======== Texto do exercício ========
Assim, por exemplo, na vitória por 7 a 0 contra o América, na Vila Belmiro, pelo Campeonato Paulista de 1960, A Tribuna sublinhava que “Pagão e Coutinho” se transformaram em “constante pesadelo” para a defesa adversária. Já por ocasião da goleada de 5 a 0 sobre o Botafogo, em pleno Maracanã, pela Taça Brasil de 1963, ela salientava que não havia como deter os “endiabrados” Coutinho e Pelé, cujas “tabelinhas” puseram em “pânico” a defesa carioca[12]. De novo no Maracanã, contra o mesmo Botafogo, mas desta feita pelo Torneio Rio-São Paulo de 1959, A Tribuna descrevia nos seguintes termos o último gol do Santos, na vitória por 4 a 2, marcado aos vinte e cinco minutos do segundo tempo:
Pagão e Pelé organizaram a clássica “tabelinha”, trocando bola por quatro vezes consecutivas, terminando o centroavante por mandar a pelota para o fundo da meta.[13]
A tabela clássica, portanto, ao contrário da visão sedimentada na memória coletiva, não se limitava à dupla constituída por Pelé e Coutinho, mas envolvia também as combinações formadas por Coutinho e Pagão, ou, ainda, como no Maracanã, por Pelé e Pagão. De fato, no templo sagrado do futebol, onde se cultuava outrora um jogo pagão, jogava-se muitas vezes ao som de um samba popular que escalava em campo, de acordo com a imaginação do poeta, jogadores “endiabrados” cujas tabelas embaralhavam as cartas de identidade, ignorando a cor do time e a tez do atleta: “Para Mané para Didi para Mané para Mané para Didi para Pagão para Pelé para Canhoteiro”.[14]
[1] Cf. “Dois troféus e três craques”, A Tribuna, 15 de julho de 1959.
======== Material coletado ========
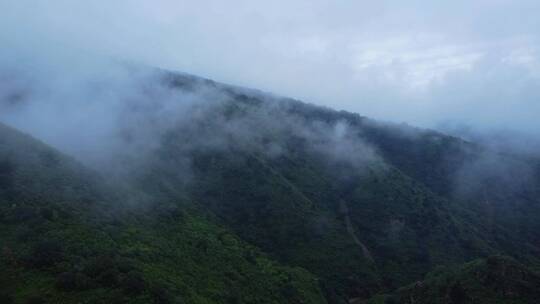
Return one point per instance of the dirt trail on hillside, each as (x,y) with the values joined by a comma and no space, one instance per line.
(344,210)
========
**Tarefas a realizar**
1/ Responda com base no texto sobre a tabelinha do Santos:
(a) Qual foi o placar da vitória contra o América na Vila Belmiro, pelo Campeonato Paulista de 1960?
(b) Quantas vezes consecutivas Pagão e Pelé trocaram a bola antes do último gol do Santos contra o Botafogo em 1959?
(c) Além da dupla Pelé e Coutinho, quais combinações de jogadores a tabela clássica também envolvia?
2/ Prossiga o texto sobre a tabelinha do Santos a partir do ponto em que ele termina.
A listagem não tem nenhuma relação com o texto sobre a tabelinha do Santos.

**Respostas esperadas**
1/
(a) 7 a 0.
(b) Quatro vezes.
(c) Coutinho e Pagão, e Pelé e Pagão.

2/
[2] Cf. “Pagão num ano de pouca sorte”, A Tribuna, 18 de dezembro de 1959. O atacante sentiu a contusão contra a Bulgária e só retornou ao time contra o Real Madrid, “mas apenas por alguns minutos”. Sem condições de prosseguir na excursão, embarcou de volta para o Brasil.
[3] Cf. “Esclarecendo uma ´onda`…com fatos” A Tribuna, 15 de julho de 1959. A pensão mencionada por Pagão era a de Dona Georgina onde ficavam hospedados os atletas mais jovens do Santos, dentre os quais, Dorval, Pelé e Coutinho. Cf. “Pensionistas de Dona Georgina”, A Tribuna, 10 de fevereiro de 1961.
[4] A contusão ocorreu na partida contra o Fluminense, no Pacaembu, disputada no sábado à noite, 18 de abril de 1959. De acordo com a edição do dia seguinte de A Tribuna: Entrou Coutinho nos minutos finais, sem oportunidade”.
[5] Cf. “Pagão diz o que sofreu”, Cidade de Santos, 25 de fevereiro de 1968. Nessa entrevista o atleta responsabilizava o departamento médico do clube pela situação vivida: “Um dia não aguentei mais, fui falar com o dr. João de Vincenzo, escondido. Ele ficou espantado: ´meu Deus, isso é um crime que estão fazendo com você: está com os músculos rompidos, precisa ficar pelo menos dois meses sem jogar”.
[6] Cf. “Pagão diz o que sofreu”, Cidade de Santos, 25 de fevereiro de 1968.
[7] Cf. “Pagão diz o que sofreu”, Cidade de Santos, 25 de fevereiro de 1968.
[8] Cf. “Pagão diz o que sofreu”, Cidade de Santos, 25 de fevereiro de 1968: “Fiquei na reserva, entrava de vez em quando. Vi que naquele timaço já não havia lugar para mim.”.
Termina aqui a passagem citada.